===== Supplied text =====
Diffusion models are trained on a image sequences, where in each sequence, the image is progressively corrupted with noise; given image N, add noise to produce N+1.

The diffusion model learns to reverse the corruption by one step; given image N, predict N-1.

Could other forms of corruption be used instead of uniform noise? Examples:

• Compression artifacts
• Perlin noise
• Uniform noise applied inconsistently across the image
• Bad camera exposure
• Banding due to low bit depth
• Gaussian blur
• Pixelation, aliasing, or other sampling artifacts
• Motion blur
• Color transformations
• Sequences of corruptions where the choice of degradation is different for each step

Or more complex examples, perhaps for training a model to change the semantics of an image, or repair incoherent outputs:

• Patches from other images
• Images with incorrect labels blended in
• Scrambling image patches with random transformations
• Sequences of outputs from GANs produced as its training progressed (but with the same seed)
===== Dataset records =====
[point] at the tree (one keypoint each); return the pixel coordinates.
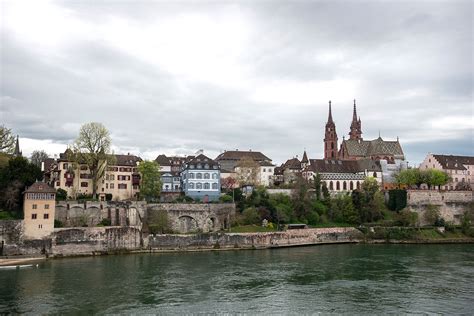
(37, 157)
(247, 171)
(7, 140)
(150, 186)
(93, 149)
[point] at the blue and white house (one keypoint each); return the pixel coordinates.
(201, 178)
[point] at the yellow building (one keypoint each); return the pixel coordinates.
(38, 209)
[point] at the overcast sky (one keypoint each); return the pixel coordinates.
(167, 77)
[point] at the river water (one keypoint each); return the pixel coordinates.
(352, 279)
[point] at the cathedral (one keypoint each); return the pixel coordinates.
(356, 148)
=====
===== Dataset records =====
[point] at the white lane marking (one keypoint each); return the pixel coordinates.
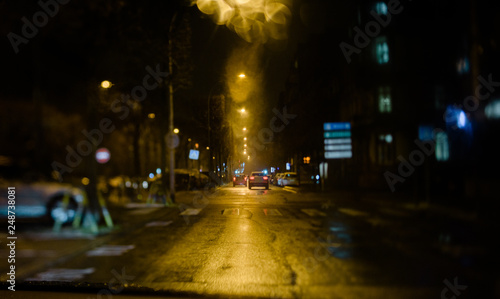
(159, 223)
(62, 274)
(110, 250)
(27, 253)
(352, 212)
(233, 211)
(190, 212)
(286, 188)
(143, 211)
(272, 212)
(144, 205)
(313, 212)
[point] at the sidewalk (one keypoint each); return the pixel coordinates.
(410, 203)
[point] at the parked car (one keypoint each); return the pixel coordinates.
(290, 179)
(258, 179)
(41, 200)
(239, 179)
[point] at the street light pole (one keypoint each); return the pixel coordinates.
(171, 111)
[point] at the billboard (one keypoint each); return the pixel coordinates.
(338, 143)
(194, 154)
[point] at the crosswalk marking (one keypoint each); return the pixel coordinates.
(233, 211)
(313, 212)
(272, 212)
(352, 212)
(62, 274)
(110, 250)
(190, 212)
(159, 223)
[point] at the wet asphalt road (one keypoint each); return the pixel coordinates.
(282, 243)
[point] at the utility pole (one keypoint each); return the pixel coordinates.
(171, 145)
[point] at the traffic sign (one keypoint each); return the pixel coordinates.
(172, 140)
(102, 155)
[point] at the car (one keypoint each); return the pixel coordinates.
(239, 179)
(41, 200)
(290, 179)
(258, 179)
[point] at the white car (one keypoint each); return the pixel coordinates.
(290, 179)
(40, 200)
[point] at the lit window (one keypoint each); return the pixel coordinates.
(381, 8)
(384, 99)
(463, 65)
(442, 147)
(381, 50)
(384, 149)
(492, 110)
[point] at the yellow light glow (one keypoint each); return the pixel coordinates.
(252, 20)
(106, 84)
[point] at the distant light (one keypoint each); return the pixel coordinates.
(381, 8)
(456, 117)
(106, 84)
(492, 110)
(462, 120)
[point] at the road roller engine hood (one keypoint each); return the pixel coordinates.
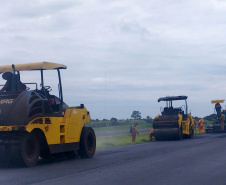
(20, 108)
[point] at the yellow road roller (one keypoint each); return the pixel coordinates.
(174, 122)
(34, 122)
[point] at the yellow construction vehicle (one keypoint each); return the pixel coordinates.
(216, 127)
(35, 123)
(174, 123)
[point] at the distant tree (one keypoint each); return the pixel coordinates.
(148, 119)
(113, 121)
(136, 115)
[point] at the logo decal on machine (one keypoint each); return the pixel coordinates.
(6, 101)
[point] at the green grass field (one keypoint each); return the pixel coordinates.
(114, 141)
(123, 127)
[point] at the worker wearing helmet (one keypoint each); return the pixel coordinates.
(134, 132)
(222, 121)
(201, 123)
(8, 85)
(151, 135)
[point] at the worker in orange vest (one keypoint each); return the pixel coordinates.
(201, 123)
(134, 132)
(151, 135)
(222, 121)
=====
===== Dataset records =====
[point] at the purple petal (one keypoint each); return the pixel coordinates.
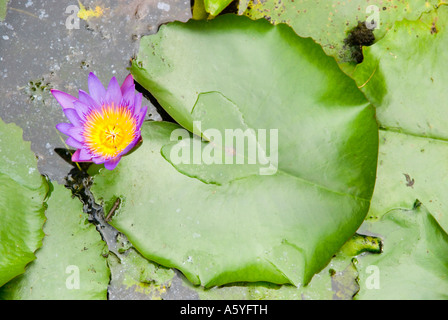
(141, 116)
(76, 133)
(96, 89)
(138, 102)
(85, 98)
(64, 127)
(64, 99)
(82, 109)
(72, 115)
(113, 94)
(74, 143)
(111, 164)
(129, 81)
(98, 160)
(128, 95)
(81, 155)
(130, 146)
=====
**What to do:**
A. According to the text on diffusion model corruption, what purpose might the more complex forms of corruption serve? Answer in one to three sentences.
B. Write a continuation of the text on diffusion model corruption, beginning immediately after its final sentence.

**Task-by-task outputs:**
A. The more complex forms of corruption might be used to train a model to change the semantics of an image or to repair incoherent outputs.

B.
• DeepDream iterations

Or, in general, any distortion with these properties:

• Cheap to produce or assemble sequences for
• Causes the image to become more out-of-distribution from the uncorrupted image dataset for the given prompt

The motivation for asking is, if there isn't something "special" about noise and any drop-in corruption could be used, a diffusion model could:

• Be used as a blind image restoration; make an image "better" by human measure without changing it significantly.
• Tweak the content of an image without removing unecessary details with noise; make an image match a prompt with minimal changes.

If there is something "special" about noise (e.g. the model or training procedure makes certain assumptions that depend on noise), what is special about noise, and how can diffusion models be modified to handle more general corruptions?

Thanks!